───── Source data

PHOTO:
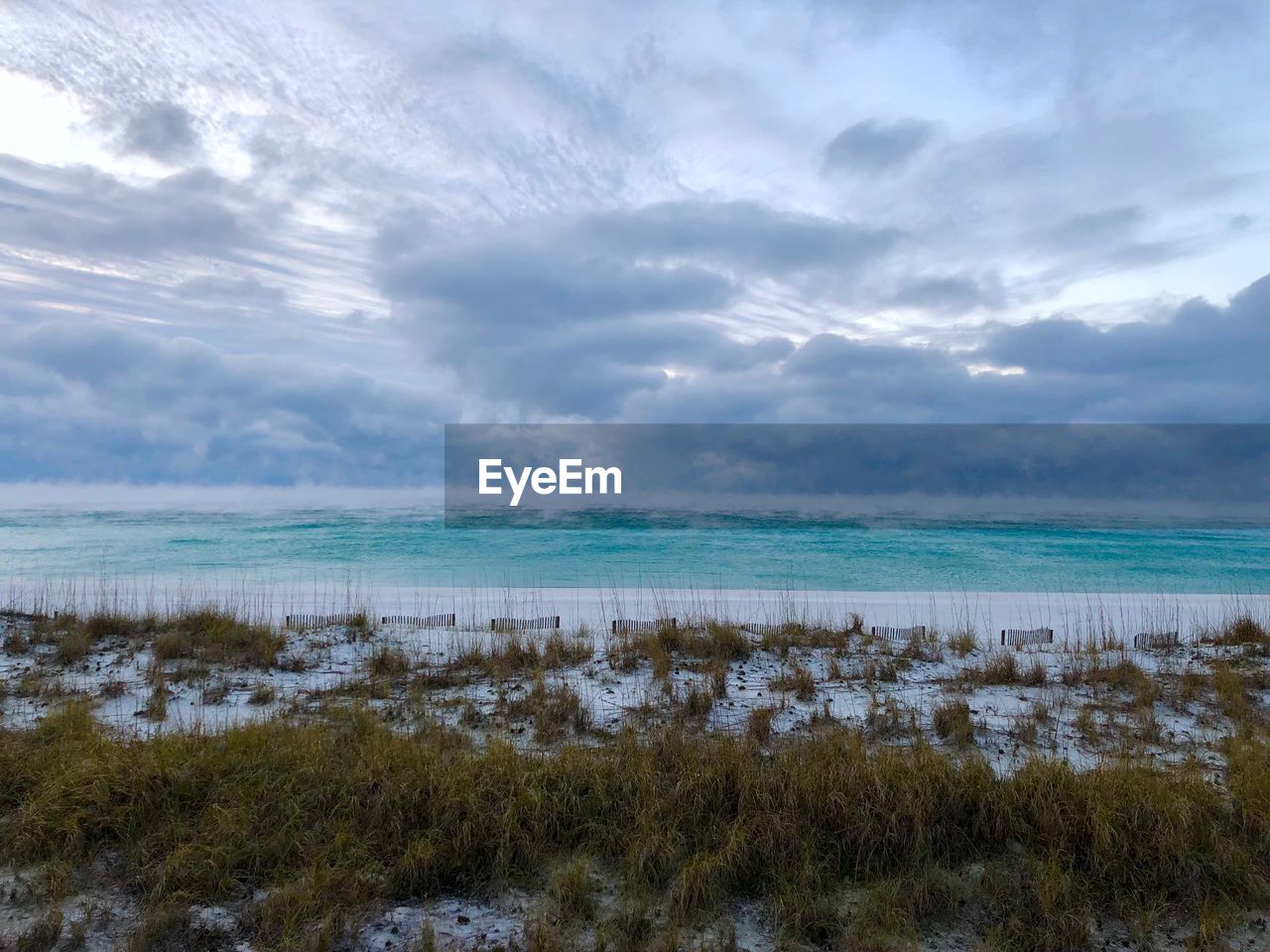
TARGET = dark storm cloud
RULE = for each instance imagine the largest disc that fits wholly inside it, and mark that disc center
(875, 146)
(572, 316)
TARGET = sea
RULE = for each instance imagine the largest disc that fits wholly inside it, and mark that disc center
(403, 547)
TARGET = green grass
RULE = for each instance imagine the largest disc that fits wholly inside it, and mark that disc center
(329, 817)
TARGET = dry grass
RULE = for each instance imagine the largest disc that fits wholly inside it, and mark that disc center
(952, 721)
(329, 817)
(797, 680)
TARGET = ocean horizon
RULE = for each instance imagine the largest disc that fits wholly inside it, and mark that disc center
(402, 547)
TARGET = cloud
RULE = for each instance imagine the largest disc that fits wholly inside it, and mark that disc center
(102, 403)
(541, 312)
(651, 214)
(163, 131)
(876, 146)
(84, 212)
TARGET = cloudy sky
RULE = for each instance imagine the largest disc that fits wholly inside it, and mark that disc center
(284, 243)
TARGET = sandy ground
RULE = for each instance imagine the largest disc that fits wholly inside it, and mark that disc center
(861, 684)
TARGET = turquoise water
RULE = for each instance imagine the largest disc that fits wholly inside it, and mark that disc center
(407, 547)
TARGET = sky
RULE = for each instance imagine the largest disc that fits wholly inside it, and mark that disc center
(284, 244)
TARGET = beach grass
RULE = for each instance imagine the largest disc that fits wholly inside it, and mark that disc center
(329, 817)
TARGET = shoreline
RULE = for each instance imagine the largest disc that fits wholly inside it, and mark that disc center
(1075, 616)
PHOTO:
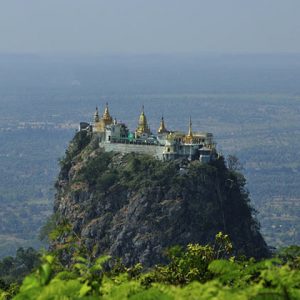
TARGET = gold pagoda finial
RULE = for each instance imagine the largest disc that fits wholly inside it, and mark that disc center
(142, 125)
(106, 115)
(162, 128)
(96, 115)
(190, 133)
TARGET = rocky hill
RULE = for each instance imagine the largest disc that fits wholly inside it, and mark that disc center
(134, 206)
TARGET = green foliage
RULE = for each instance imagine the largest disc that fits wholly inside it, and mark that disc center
(14, 269)
(192, 264)
(198, 272)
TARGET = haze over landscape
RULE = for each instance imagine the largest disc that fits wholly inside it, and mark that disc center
(232, 66)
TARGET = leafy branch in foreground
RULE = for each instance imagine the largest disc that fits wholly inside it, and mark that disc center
(198, 272)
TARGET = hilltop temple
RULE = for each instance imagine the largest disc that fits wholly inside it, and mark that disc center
(164, 145)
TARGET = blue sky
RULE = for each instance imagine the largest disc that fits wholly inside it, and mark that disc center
(149, 26)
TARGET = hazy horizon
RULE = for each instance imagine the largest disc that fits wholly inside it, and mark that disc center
(145, 27)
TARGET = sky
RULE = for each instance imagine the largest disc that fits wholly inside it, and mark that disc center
(149, 26)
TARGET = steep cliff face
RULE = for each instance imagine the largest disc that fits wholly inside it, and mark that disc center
(133, 206)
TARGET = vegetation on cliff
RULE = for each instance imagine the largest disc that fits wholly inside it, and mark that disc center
(133, 206)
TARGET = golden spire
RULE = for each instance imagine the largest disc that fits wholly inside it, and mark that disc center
(142, 125)
(162, 128)
(106, 117)
(190, 133)
(96, 115)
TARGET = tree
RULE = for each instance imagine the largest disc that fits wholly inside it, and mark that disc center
(233, 163)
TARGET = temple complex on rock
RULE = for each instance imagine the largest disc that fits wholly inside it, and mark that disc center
(164, 145)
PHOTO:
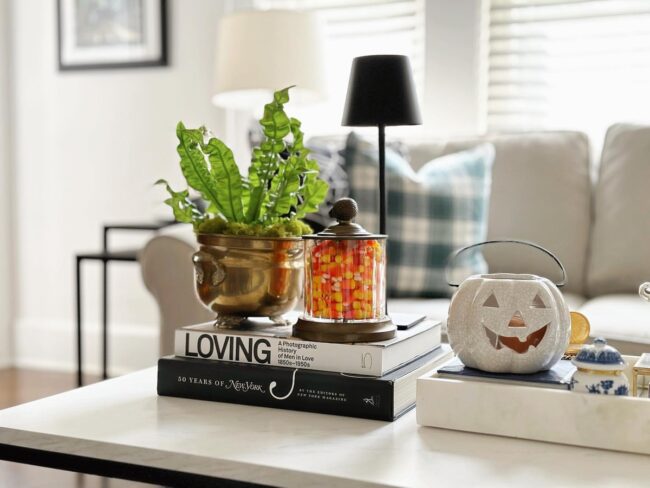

──────────

> Exercise aim:
Each line of the data that contains "horizon" belongs in the answer.

> Solution:
TARGET = ocean horizon
TARGET = hazy horizon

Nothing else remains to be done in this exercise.